Шрифт:
Интервал:
Закладка:
Общение, в силу персонифицированности, подвергается изменениям. С одной стороны, оно становится более интенсивным: мы знаем о хейтерстве, например, о языке ненависти и многом другом. Очевидно, что если бы мы сидели в одной комнате, то не допустили бы таких резких высказываний, а онлайн-коммуникация позволяет выплескивать любые эмоции.
С другой стороны, эта же персонифицированность требует следить за тем, что ты делаешь, потому что вся твоя переписка может быть заскринена. Ты понимаешь, что онлайн-общение подконтрольно и фиксируемо, и это тоже приводит к пересмотру правил, большей рефлексии и повышенному эмоциональному контролю.
Почему разговоры
о «новой этике» актуальны в России?
Оксана Мороз, доцент департамента медиа НИУ ВШЭ; кандидат культурологии. Автор «Блога злобного культуролога»:
— На мой взгляд, мы экстраполируем обсуждения в «фейсбучике» и твиттере на обсуждения во всей России. Если мы сейчас выйдем на улицу и спросим у людей, что такое «новая этика», думаю, на нас странно посмотрят. Не потому, что все вокруг необразованные, а мы такие просветленные, а потому, что это слово пришло из интеллектуалистских дискуссий в онлайн-пространствах, где хочется разбирать всякие конфликты, особенно с учетом того, что никак по-другому их обсудить нельзя. К примеру, в стране выносят очень мало справедливых приговоров по делам о домашнем насилии. Раз нельзя надеяться на судебную и пенитенциарную систему, мы создаем некое гражданское мнение по этому поводу, гражданскую солидарность.
Мне кажется, что обсуждение «новой этики» в чести у определенного количества интеллектуалов, которые относят себя к российскому либеральному лагерю. Почему? Потому что этот лагерь далеко не однороден.
Там много молодых, которые знакомы с современными трудами и активистов, и исследователей. Они пристально наблюдают за международными кейсами, поскольку для них данные ситуации трансгрессивны: оказывается, это про всех, а не только про представителей какого-то этноса или национальной группы. Таким образом, молодежь видит себя в большей степени людьми мира, нежели исключительно россиянами, и чаще всего исходит из левых идеалов, когда речь идет о добре и справедливости. Но среди нее, понятно, одновременно присутствуют и радикально правые.

———

Список заданий:
A. Проверьте по тексту о «новой этике», верны ли утверждения: (i) Оксана Мороз работает доцентом департамента медиа НИУ ВШЭ; (ii) по ее мнению, российский либеральный лагерь однороден; (iii) в стране выносят много справедливых приговоров по делам о домашнем насилии. На каждое ответьте «да» или «нет» и процитируйте решающие слова текста.
B. Замените «shrub» на «bush» в строках записей, начиная с начала записей и заканчивая строкой с «left=222, top=254, right=274, bottom=264» включительно, и приведите только эти строки, ничего больше в них не меняя. Изображения в ответ не включайте.

———

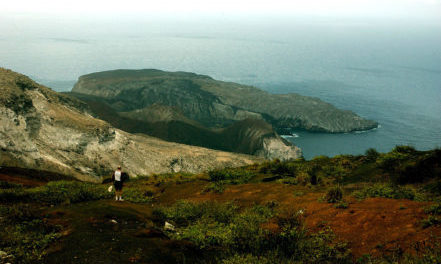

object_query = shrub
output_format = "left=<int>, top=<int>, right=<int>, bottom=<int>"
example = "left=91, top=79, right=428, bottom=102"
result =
left=334, top=201, right=349, bottom=209
left=365, top=148, right=380, bottom=162
left=421, top=215, right=441, bottom=228
left=425, top=202, right=441, bottom=215
left=0, top=181, right=112, bottom=204
left=392, top=145, right=416, bottom=154
left=154, top=201, right=349, bottom=263
left=222, top=254, right=274, bottom=264
left=123, top=186, right=154, bottom=203
left=325, top=185, right=343, bottom=203
left=260, top=159, right=297, bottom=177
left=204, top=181, right=225, bottom=193
left=0, top=181, right=23, bottom=189
left=208, top=168, right=256, bottom=184
left=0, top=204, right=60, bottom=263
left=354, top=183, right=417, bottom=200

———

Результаты заданий:
A.
(i) Да: «Оксана Мороз, доцент департамента медиа НИУ ВШЭ».
(ii) Нет: «этот лагерь далеко не однороден».
(iii) Нет: «в стране выносят очень мало справедливых приговоров по делам о домашнем насилии».

B.
object_query = bush
output_format = "left=<int>, top=<int>, right=<int>, bottom=<int>"
example = "left=91, top=79, right=428, bottom=102"
result =
left=334, top=201, right=349, bottom=209
left=365, top=148, right=380, bottom=162
left=421, top=215, right=441, bottom=228
left=425, top=202, right=441, bottom=215
left=0, top=181, right=112, bottom=204
left=392, top=145, right=416, bottom=154
left=154, top=201, right=349, bottom=263
left=222, top=254, right=274, bottom=264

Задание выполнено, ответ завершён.